▸ Prompt
Copy out exactly each line from the line with "of the mountain" through the last line of the material below.
◆ ◆ ◆
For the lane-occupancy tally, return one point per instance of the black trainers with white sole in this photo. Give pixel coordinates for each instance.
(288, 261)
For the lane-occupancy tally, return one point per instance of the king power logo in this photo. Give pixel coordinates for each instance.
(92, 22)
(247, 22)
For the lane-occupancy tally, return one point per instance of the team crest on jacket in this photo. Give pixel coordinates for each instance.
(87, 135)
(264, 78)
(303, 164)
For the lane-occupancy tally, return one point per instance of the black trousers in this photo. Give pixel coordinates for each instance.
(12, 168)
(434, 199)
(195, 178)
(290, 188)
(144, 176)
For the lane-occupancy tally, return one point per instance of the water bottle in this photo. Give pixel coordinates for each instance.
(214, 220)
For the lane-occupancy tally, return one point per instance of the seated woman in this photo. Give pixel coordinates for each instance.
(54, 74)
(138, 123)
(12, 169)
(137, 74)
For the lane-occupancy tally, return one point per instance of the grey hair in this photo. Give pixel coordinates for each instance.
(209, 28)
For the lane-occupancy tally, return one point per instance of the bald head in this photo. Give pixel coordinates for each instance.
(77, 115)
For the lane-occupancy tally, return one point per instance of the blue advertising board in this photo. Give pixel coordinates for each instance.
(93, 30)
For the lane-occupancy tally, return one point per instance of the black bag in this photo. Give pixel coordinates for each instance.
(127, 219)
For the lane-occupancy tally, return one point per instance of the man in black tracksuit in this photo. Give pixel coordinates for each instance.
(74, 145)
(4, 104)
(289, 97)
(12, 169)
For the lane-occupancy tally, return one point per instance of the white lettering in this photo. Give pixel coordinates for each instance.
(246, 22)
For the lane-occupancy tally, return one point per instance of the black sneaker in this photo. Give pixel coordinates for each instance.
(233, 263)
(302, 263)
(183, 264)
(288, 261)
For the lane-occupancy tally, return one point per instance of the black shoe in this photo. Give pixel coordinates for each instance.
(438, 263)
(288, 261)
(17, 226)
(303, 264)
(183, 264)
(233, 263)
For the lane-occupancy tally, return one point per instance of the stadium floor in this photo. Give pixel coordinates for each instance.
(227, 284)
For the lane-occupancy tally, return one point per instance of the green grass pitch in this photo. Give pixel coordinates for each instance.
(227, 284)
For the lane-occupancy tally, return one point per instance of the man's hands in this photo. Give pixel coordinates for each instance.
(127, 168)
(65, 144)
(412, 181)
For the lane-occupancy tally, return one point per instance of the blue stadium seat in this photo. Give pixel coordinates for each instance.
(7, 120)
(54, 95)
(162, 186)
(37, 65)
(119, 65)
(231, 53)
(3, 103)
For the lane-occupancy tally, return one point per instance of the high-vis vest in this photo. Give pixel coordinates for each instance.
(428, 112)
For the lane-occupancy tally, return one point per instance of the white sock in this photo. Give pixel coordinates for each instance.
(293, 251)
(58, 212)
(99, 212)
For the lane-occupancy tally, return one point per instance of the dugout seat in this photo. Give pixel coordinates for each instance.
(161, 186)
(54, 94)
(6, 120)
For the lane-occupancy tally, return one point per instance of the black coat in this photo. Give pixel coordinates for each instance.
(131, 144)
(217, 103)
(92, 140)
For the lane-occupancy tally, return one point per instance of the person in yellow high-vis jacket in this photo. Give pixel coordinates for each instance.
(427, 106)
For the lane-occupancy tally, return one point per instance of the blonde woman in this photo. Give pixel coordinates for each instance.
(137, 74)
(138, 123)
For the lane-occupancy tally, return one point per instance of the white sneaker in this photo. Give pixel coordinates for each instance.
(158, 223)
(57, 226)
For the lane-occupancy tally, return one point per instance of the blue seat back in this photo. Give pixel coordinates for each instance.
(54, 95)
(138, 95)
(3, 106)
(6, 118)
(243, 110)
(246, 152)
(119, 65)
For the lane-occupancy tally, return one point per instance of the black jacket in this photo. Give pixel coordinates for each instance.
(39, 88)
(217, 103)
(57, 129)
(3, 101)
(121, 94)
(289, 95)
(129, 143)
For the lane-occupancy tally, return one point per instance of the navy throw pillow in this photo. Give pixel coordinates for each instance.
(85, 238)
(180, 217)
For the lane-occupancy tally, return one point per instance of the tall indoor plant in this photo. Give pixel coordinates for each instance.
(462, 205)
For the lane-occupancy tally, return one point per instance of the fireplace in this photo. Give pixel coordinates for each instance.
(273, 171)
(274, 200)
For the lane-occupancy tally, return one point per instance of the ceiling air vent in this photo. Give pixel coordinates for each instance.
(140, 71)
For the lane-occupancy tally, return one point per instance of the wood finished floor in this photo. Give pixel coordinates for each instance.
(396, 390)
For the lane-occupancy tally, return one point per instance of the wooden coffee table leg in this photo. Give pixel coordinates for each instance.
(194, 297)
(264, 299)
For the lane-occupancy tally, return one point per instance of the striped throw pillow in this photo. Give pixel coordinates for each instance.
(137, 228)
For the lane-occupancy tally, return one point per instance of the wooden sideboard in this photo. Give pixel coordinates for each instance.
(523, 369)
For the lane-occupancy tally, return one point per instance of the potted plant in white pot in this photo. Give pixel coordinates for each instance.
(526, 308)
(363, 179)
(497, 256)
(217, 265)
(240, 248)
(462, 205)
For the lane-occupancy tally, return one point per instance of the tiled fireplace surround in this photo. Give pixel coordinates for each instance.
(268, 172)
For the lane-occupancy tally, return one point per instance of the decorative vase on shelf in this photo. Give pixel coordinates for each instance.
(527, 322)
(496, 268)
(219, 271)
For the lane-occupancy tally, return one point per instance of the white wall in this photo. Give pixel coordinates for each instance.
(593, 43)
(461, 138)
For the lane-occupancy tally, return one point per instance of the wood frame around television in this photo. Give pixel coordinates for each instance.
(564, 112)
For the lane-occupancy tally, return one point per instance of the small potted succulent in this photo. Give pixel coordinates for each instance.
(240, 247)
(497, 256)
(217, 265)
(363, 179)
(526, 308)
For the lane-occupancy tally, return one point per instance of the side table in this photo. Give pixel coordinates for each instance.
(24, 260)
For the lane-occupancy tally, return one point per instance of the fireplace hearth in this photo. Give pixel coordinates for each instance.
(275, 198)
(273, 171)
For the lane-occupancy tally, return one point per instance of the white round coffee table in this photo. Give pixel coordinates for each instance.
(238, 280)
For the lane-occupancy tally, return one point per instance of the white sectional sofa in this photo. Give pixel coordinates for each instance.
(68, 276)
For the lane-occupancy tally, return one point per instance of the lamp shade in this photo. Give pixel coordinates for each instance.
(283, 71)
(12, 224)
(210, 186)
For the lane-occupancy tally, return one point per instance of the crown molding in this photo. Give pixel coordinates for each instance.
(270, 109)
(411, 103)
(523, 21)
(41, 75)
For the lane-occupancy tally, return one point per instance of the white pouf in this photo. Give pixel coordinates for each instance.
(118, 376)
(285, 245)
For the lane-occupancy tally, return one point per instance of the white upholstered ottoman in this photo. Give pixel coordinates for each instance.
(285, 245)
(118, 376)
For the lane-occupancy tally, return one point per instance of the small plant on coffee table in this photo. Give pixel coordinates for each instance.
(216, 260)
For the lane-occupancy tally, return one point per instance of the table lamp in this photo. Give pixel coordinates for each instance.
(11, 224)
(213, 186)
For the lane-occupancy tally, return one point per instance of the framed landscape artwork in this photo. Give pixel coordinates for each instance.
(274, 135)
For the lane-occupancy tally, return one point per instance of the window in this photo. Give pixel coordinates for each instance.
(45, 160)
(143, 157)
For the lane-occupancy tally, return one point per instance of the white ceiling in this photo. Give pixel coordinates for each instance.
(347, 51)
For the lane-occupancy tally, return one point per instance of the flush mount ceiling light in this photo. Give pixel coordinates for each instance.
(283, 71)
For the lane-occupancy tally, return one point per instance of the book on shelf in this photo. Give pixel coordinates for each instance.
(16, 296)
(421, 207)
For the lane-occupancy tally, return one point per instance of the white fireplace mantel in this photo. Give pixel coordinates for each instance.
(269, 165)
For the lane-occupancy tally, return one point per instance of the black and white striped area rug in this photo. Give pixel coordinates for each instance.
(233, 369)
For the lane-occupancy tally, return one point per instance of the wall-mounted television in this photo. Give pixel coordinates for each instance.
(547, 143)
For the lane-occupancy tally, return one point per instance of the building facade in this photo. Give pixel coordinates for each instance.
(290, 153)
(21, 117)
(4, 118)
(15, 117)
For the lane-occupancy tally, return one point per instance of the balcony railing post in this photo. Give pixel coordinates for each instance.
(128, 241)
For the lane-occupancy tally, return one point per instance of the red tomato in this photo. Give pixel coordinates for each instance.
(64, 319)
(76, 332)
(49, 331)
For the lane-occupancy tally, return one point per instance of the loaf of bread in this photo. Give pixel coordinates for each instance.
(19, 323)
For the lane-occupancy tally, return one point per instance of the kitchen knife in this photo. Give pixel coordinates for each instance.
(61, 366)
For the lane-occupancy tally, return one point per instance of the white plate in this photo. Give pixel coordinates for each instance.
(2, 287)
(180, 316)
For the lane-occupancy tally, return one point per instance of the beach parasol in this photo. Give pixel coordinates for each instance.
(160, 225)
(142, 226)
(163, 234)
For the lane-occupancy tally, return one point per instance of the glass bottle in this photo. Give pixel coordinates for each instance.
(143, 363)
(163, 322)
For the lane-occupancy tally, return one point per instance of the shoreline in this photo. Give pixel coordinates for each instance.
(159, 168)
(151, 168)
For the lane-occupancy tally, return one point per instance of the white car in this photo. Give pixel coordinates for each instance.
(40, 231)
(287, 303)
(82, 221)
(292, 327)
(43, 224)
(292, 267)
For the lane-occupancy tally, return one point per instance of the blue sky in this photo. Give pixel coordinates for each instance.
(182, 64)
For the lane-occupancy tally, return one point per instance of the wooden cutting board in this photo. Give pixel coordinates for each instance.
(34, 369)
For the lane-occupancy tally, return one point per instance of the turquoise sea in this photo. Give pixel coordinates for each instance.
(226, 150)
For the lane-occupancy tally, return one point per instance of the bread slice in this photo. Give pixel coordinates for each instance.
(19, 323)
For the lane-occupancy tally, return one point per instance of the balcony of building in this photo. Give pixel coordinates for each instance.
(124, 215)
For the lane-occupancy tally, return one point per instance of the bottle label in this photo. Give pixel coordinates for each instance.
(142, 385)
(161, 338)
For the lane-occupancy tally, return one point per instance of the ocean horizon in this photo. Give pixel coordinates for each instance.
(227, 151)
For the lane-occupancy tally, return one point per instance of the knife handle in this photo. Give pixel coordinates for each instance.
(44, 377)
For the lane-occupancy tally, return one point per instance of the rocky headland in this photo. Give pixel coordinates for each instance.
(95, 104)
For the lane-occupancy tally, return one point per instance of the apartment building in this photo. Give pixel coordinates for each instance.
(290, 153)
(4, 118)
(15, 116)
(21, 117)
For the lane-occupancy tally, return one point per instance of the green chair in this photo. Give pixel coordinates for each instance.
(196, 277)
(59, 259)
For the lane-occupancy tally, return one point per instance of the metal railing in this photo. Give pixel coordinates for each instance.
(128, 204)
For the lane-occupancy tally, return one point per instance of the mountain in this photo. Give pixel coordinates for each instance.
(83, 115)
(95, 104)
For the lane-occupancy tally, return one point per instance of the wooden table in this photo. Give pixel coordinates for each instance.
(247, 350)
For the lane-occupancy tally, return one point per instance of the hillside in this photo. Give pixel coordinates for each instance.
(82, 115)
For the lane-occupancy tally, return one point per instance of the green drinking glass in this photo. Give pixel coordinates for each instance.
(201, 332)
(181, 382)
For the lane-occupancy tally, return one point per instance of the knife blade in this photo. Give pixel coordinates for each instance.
◆ ◆ ◆
▸ Task answer
For the lane-occupancy tally, return one point per instance of the mountain in this photo. Give pixel coordinates for each instance.
(83, 115)
(95, 104)
For the lane-occupancy tally, return one point per instance of the wooden table in this photo. Give pixel coordinates for each instance.
(247, 350)
For the lane-occupancy tally, return one point per instance of the hillside in this photo. Give pixel coordinates for each instance.
(82, 115)
For the lane-occupancy tally, return one point per instance of the green drinking glass in this photo. Give pixel coordinates for each instance.
(201, 332)
(181, 382)
For the lane-occupancy tally, return one point per instance of the knife blade in this photo. Give pixel coordinates for each instance.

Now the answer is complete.